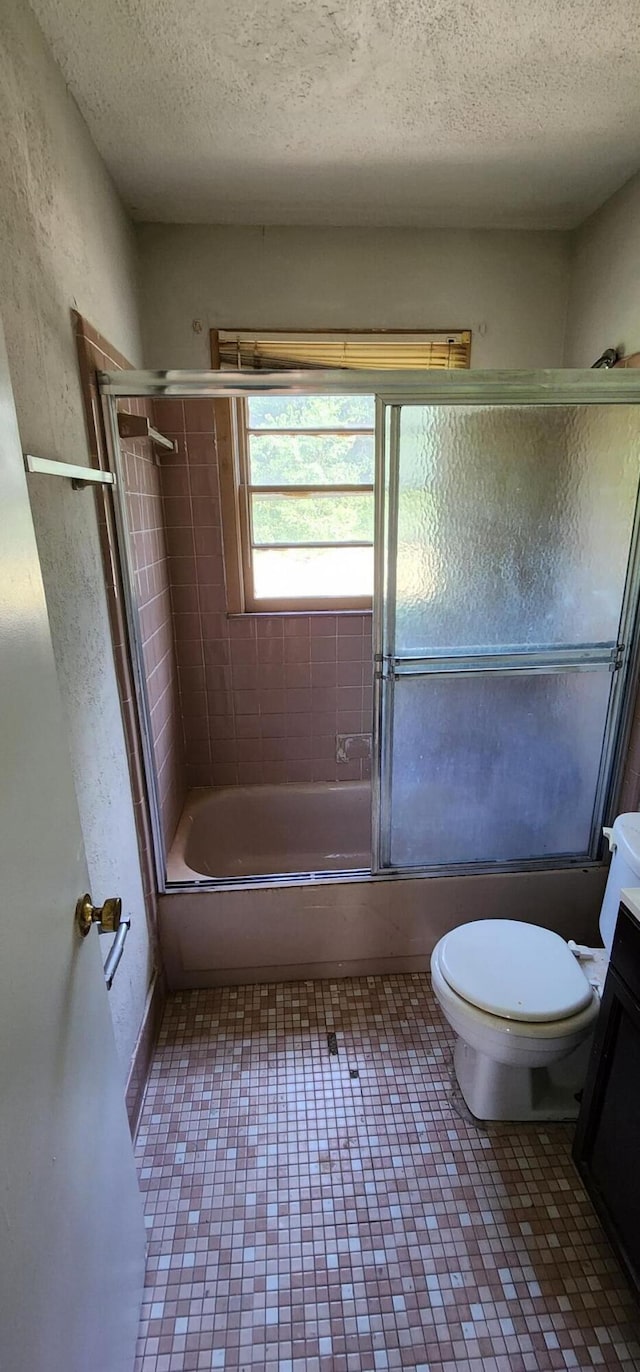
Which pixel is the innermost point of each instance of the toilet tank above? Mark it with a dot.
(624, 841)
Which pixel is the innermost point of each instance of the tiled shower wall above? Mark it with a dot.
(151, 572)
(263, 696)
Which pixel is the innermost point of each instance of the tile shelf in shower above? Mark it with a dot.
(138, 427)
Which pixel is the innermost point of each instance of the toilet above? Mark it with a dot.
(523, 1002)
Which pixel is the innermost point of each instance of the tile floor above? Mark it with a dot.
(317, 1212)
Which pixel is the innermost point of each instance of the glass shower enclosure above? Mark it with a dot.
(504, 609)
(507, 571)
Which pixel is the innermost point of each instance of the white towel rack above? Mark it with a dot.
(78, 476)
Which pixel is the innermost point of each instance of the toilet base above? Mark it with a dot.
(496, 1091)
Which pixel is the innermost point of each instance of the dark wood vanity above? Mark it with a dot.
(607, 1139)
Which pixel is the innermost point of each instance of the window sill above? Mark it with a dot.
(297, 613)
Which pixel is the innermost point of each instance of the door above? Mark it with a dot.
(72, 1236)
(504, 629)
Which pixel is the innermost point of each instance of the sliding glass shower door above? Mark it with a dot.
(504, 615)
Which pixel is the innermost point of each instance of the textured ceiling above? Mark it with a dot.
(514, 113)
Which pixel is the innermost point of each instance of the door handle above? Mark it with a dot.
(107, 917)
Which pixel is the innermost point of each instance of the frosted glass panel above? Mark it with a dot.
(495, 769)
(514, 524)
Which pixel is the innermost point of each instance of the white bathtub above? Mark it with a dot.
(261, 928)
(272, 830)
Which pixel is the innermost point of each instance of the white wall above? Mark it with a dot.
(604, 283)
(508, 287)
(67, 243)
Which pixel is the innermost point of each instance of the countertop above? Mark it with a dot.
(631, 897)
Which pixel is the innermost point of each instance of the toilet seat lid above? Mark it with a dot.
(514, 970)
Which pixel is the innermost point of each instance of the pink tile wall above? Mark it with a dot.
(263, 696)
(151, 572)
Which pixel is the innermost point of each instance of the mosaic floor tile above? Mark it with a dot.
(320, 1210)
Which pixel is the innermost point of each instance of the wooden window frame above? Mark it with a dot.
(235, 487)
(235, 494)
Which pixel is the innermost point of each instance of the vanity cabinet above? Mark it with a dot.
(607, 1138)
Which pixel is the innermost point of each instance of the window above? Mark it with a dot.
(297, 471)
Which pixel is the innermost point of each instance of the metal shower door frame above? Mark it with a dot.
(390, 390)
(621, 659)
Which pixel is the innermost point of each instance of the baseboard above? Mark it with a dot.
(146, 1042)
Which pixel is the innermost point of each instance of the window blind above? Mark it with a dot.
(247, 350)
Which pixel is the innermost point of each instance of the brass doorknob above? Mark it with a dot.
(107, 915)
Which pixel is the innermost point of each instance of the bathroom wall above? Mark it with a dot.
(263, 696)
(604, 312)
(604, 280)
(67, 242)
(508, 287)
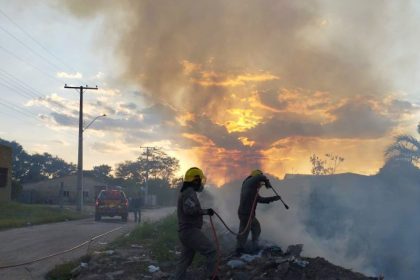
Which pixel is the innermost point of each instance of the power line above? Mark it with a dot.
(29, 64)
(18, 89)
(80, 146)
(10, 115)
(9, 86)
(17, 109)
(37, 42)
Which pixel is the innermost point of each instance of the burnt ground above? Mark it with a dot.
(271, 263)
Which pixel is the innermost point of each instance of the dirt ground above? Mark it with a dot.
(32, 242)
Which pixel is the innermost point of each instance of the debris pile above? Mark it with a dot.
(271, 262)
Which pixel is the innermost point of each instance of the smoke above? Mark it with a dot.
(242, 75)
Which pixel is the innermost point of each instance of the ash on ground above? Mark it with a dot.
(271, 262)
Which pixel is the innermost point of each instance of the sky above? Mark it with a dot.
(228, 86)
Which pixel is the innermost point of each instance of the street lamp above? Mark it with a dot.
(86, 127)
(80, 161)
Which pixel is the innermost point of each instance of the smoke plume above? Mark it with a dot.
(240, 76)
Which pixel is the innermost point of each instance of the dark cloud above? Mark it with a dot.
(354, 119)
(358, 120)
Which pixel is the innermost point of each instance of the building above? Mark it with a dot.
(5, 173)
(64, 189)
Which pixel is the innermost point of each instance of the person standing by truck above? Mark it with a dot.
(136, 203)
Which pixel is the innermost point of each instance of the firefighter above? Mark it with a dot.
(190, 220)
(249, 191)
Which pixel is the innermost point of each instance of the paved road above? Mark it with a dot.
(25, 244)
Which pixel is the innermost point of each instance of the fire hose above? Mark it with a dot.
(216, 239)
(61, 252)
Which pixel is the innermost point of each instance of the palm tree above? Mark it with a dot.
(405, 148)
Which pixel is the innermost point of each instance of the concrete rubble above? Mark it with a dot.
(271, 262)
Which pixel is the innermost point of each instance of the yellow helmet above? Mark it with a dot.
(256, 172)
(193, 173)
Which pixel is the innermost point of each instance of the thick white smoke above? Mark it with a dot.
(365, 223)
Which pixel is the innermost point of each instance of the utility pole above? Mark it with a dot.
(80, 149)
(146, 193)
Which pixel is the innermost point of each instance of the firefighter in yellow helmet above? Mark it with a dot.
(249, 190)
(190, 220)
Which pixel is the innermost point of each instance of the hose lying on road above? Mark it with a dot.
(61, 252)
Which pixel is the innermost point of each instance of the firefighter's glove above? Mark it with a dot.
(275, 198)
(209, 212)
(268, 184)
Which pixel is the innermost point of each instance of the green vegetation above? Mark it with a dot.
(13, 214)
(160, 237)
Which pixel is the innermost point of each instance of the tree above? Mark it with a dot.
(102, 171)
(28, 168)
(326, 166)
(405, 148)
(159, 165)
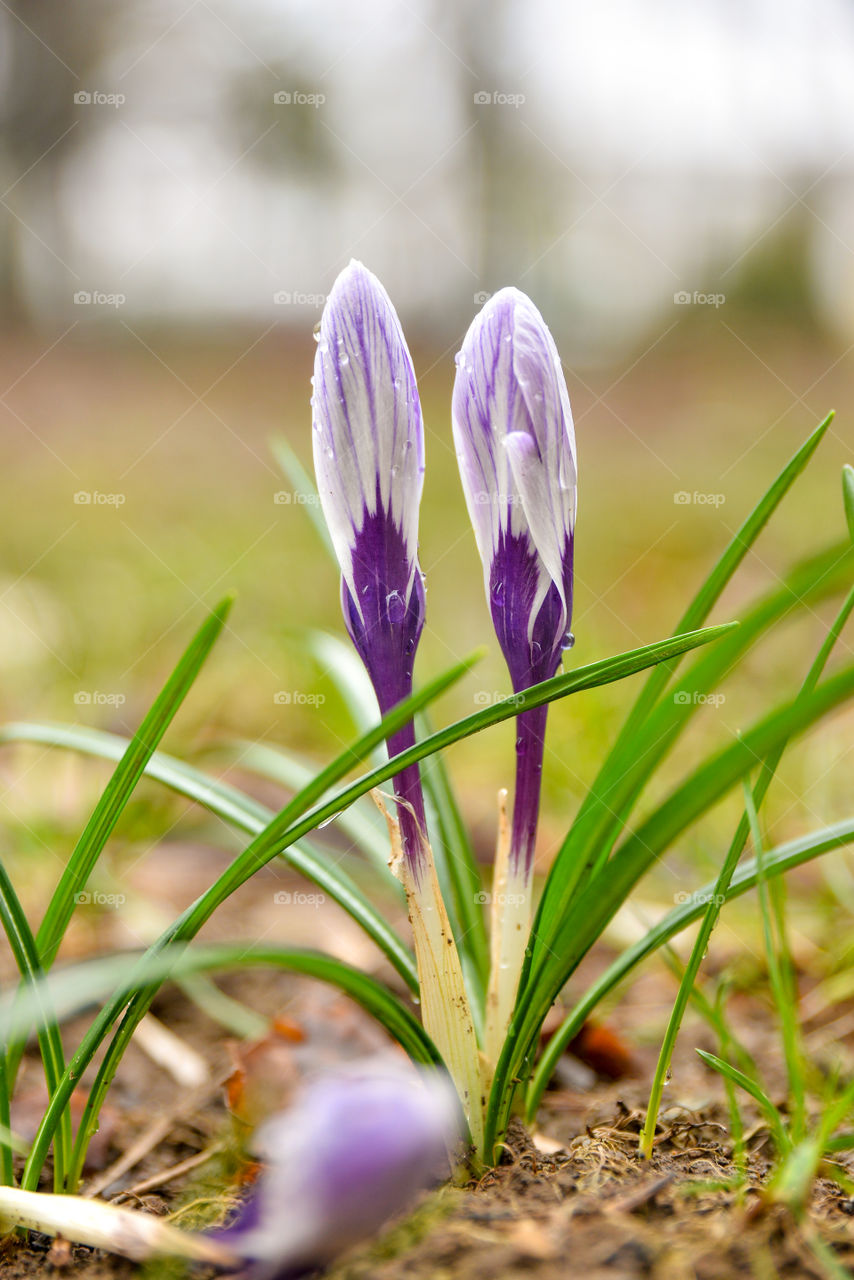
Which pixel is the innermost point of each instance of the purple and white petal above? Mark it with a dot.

· · · · ·

◆ TASK DESCRIPTION
Without including any pictures, reproduce the listing exactly.

◆ RESULT OF THIS EXERCISE
Which pixel is the innermost point of each instance of the toilet tank above? Mark it with a dot.
(624, 841)
Which pixel is the innermost point of each instance of the tiled shower wall above? Mark it with a dot.
(151, 572)
(263, 696)
Which pixel is the innermost point of each instance of the tile shelf in shower above? Mark it with a dot.
(138, 427)
Which pixel is the innermost point of each instance of the toilet above? Mark it with a dot.
(523, 1002)
Which pixel is the innermost point of each instance of the tile floor above? Mark it with a dot.
(317, 1212)
Which pixel is the innermost point of each instance of the glass shower enclosure above? Mark it with a dot.
(504, 609)
(507, 571)
Which pixel is the innermost point of each instance of the white towel rack above? Mark it with a dot.
(78, 476)
Which pixel is the innermost point of each instance of the toilet base above? Mark it with a dot.
(496, 1091)
Which pixel is the innermost point of each instance of the dark wood vanity above? Mark it with a dot.
(607, 1139)
Which pixel is the innermost point of each instance of the window sill above? Mark it with a dot.
(297, 613)
Which pixel is the innermost point of each instance of the door above? Mark it with a dot.
(72, 1236)
(504, 629)
Which pixel is the innermost point of each instance of the sliding glass shower door above? Mark it with a dot.
(504, 615)
Which pixel is the innermost point of each instance of the textured ceiling above? Mark it with a dot.
(514, 113)
Which pixel is the innermost point of each instance of the door handle above? Mark it with a dot.
(107, 917)
Which pixel is the innermost point of each instance of the frosted glass panel above? Mark it with a dot.
(495, 769)
(514, 524)
Which pixel is the innermost point of each instance of the white bathtub above? Mark it with a dot.
(261, 928)
(272, 830)
Which pixel is the innermost point of each instance of the white wall above? Mark it with a dot.
(604, 283)
(508, 287)
(67, 243)
Which pixel is the innermost point of each instance of the countertop above? Mark it with a dot.
(631, 897)
Which pixel is the innermost point of each instance of the toilet seat lid above? Mark it with a dot.
(514, 970)
Which pixel is the innermost point of each instance of the pink tile wall above? Mark it with a dot.
(263, 696)
(151, 572)
Which pixel is the innermost point of each instance of the mosaic floor tile above? Mark it with a dot.
(320, 1210)
Which pixel is the innermost point of each instance of the wooden window frame above? Mark it with a dot.
(235, 487)
(235, 494)
Which pixel is the innermost point of each instance of the vanity cabinet above? Mark it with a dot.
(607, 1138)
Which pixel is the innermost point of each instance of the window above? Mark it with a dot.
(297, 471)
Which pixel is the innermost point of each instance of the metal shower door frame above? Mark it with a dot.
(390, 390)
(621, 659)
Which pixel is the innermost point of each instance of the baseboard above? Mark it with a dot.
(146, 1042)
Which pixel is the innermost point of each instance of the window blind above? Mark it with a dot.
(247, 350)
Which pixel is the innermost point of each instance of the brass doorknob above? Mark it with a dot.
(107, 915)
Which pixel is the innermost point of each instance of the bathroom wall above? Mark it with a dot.
(263, 696)
(604, 312)
(604, 280)
(67, 242)
(508, 287)
Which pixel is the innermost point of each instance of the power line above? Mark it with a dot.
(29, 64)
(18, 89)
(80, 146)
(10, 115)
(9, 86)
(17, 109)
(37, 42)
Which pixel is the innermost point of each instance of the burnt ground above? Mark it with a dot.
(271, 263)
Which pixel is the innermost point of each instance of the dirt ground above? Mark it with a dot.
(32, 242)
Which pixel is the innermost point of each instance of the debris pile above? Mark it with a dot.
(271, 262)
Which pixel is the innermost point of each instance of the smoke above? Mark it with a dot.
(242, 75)
Which pixel is the innermost point of each instance of the ash on ground above? Mark it with a dot.
(271, 262)
Which pixel is the innermost point of each instance of the sky above? Mark it with a dot.
(228, 86)
Which pixel is the innermost point of each instance of the street lamp above? Mark it with a dot.
(86, 127)
(80, 161)
Which pixel is the innermost point of each instance of the smoke plume above? Mark it with a dot.
(240, 76)
Which pixel is the innermost point of each instance of the dark cloud above? Mark it with a dot.
(354, 119)
(358, 120)
Which pixel is the innermost point of each instance of the building above? Mark it with a dot.
(5, 173)
(64, 189)
Which pixel is the innermost point of each instance of the person standing by truck above? Mark it with a dot.
(136, 203)
Which pixel is the innermost point of each instance of the firefighter above? Mark it with a dot.
(190, 220)
(249, 191)
Which pixel is the innermost point of each instance of the paved road above? Mark it with a dot.
(25, 244)
Which pixel is the innermost point of each instance of the fire hose above? Mark it with a dot.
(216, 239)
(61, 252)
Which pixel is the innermost point of each instance of the palm tree above? Mark it with a dot.
(405, 148)
Which pixel is the innermost point of each instance of the concrete rubble above? Mark it with a dot.
(271, 262)
Which pixel is the innermost point of each instance of the yellow helmet above? Mark it with a dot.
(256, 172)
(193, 173)
Which pixel is the innermost point of each instance of the thick white smoke above? Mark it with a dot.
(365, 223)
Which pixel is the innermost point of each instance of the utility pole above? Mark it with a dot.
(80, 149)
(146, 193)
Which pixel is the innermost point of each instance of the firefighter in yellow helmet above? Mark it with a dot.
(249, 190)
(190, 220)
Which pixel is the innermost point of each instance of the hose lying on road above? Mark it with a dot.
(61, 252)
Which pixel is the innermost point of each instance of the firefighter's glove above? Mark it with a dot.
(275, 198)
(209, 212)
(268, 184)
Which pixel is the innermost point of each instance of the green vegetation above? Mark it with a dot.
(13, 214)
(160, 237)
Which pixel is the innermost point of each instance of the tree above? Mark it with a dot.
(102, 171)
(28, 168)
(326, 166)
(405, 148)
(159, 165)
Which pixel is the innermost point of each instance of the purple and white petal above? Mark it with a dot.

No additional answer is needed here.